Source passage:
:::::

Hi, my name is Nicole Corson, and I am the owner of RoofCrafters Roofing and a very blessed mother of two beautiful daughters…and a handsome dog! In 2013 I decided to pivot when I had an opportunity to take my 12 years of experience in property management, property maintenance, and my passion for helping others by applying it to the roofing industry. Coming into a predominantly male industry, I am very proud to say I have created some much-needed structure for all our team and an exceptional customer experience for my clients.

Prolonging the Life of Your Roof

When it comes to owning a home, nobody likes to do maintenance.  Yet it’s routine maintenance that helps make a home last longer.  One of the things every homeowner wants to last the longest is the roof, since it’s one of the most expensive parts of a home to replace.  Yet for the most part, all too many homeowners ignore their roof.  Maybe it’s due to the fact that the roof is out of sight that it’s out of mind.  At least it is until they detect a leak, or worse when the homeowner finally gets around to replacing their roof and the roofing company finds a lot of rotted roof timbers under the shingles.  To help your roof last longer and reduce the incidence of rot, below are the top maintenance steps you need to take.

1.      Leave me alone at your peril – Leaves and tree litter might not seem like such a big deal, but it’s the number one cause of water intrusion on any roof.  That’s because leaf litter and twigs can act like a dam to back up water.  When shingles can no longer shed rain efficiently, the water will try to find another way out, usually by slipping under shingles.  Secondly, wet leaf litter adds unneeded weight to your roof which can eventually cause it to sag or even fail.  If you do nothing else to maintain your roof, make sure you sweep away the leaves and twigs that pile up on your roof every autumn. 

Can Gutters Cause Roof Leaks?
  1. Is your mind in the gutter? – If not, it should be.  That’s because clogged gutters can also cause leaks and add stress to your roof system.  Just as with leaf litter, clogged gutters can and do cause water to back up into the house.  If left unchecked, your home’s gutters will turn into terrariums where everything from grass to shrubs and trees will take root and begin to grow.   Once the leaves turn into dirt, the water that should run down the downspout will have nowhere else to go but out on the roof.  Worst still, this could eventually lead to the gutters collapsing under their own weight.  If you haven’t checked your gutters in a year or more, don’t wait until it causes your roof to leak.  If you live in a heavily wooded area, you might also like to consider getting gutter guards installed to keep your gutters from clogging.

:::::

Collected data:
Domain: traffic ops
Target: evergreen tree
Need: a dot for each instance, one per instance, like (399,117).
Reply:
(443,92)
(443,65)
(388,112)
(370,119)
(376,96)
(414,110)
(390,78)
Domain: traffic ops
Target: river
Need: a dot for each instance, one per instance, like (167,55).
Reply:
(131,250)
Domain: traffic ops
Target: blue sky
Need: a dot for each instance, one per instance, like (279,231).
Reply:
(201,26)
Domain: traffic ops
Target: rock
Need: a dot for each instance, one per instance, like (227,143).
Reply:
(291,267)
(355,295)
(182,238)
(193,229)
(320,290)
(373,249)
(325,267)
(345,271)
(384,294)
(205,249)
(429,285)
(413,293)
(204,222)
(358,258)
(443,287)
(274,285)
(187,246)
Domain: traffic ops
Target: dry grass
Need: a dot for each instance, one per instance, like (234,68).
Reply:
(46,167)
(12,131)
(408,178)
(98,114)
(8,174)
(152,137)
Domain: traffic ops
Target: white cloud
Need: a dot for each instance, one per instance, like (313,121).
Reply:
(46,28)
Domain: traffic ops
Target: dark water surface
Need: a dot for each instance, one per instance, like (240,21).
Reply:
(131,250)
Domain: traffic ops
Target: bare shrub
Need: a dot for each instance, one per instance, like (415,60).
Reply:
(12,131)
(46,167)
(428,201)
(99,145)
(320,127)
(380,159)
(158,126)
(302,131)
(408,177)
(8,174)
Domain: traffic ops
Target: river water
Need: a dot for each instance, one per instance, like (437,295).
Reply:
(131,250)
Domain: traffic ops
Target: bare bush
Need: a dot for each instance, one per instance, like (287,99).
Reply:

:::::

Exercise instructions:
A. In the roof maintenance article, why do leaves and twigs on a roof lead to water getting in?
B. Rewrite the roof maintenance article starting at "Prolonging the Life" and ending at "need to take.", replacing "roofing company" with "roofing contractor".

Response list:
A. Leaf litter and twigs act like a dam that backs up water. When the shingles can no longer shed rain efficiently, the water looks for another way out, usually by slipping under the shingles.

B.
Prolonging the Life of Your Roof

When it comes to owning a home, nobody likes to do maintenance.  Yet it’s routine maintenance that helps make a home last longer.  One of the things every homeowner wants to last the longest is the roof, since it’s one of the most expensive parts of a home to replace.  Yet for the most part, all too many homeowners ignore their roof.  Maybe it’s due to the fact that the roof is out of sight that it’s out of mind.  At least it is until they detect a leak, or worse when the homeowner finally gets around to replacing their roof and the roofing contractor finds a lot of rotted roof timbers under the shingles.  To help your roof last longer and reduce the incidence of rot, below are the top maintenance steps you need to take.